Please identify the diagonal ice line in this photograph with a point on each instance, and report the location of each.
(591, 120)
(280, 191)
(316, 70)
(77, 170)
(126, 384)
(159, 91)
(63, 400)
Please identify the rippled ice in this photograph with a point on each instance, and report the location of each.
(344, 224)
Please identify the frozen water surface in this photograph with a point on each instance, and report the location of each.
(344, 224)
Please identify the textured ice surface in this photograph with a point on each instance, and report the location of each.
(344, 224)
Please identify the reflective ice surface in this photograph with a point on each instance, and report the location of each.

▶ **Problem statement**:
Rescale the records from the line containing "Please identify the rippled" through the end of the records. Reproduce every line in that span, requests included, and multiply each coordinate in the answers by 0.35, rounding to the nearest whole number with halves rounded up.

▶ **Task result**:
Please identify the rippled ice in this photograph with a point on each instance, and report the location of each.
(120, 78)
Please identify the frozen water surface in this photograph with a point on each instance, and report the location of each.
(120, 78)
Please identify the textured ice surface in this photograph with a point on each instance, and report the location of each.
(120, 78)
Please identify the reflective ice surface in this photograph with a point on each instance, and report the location of each.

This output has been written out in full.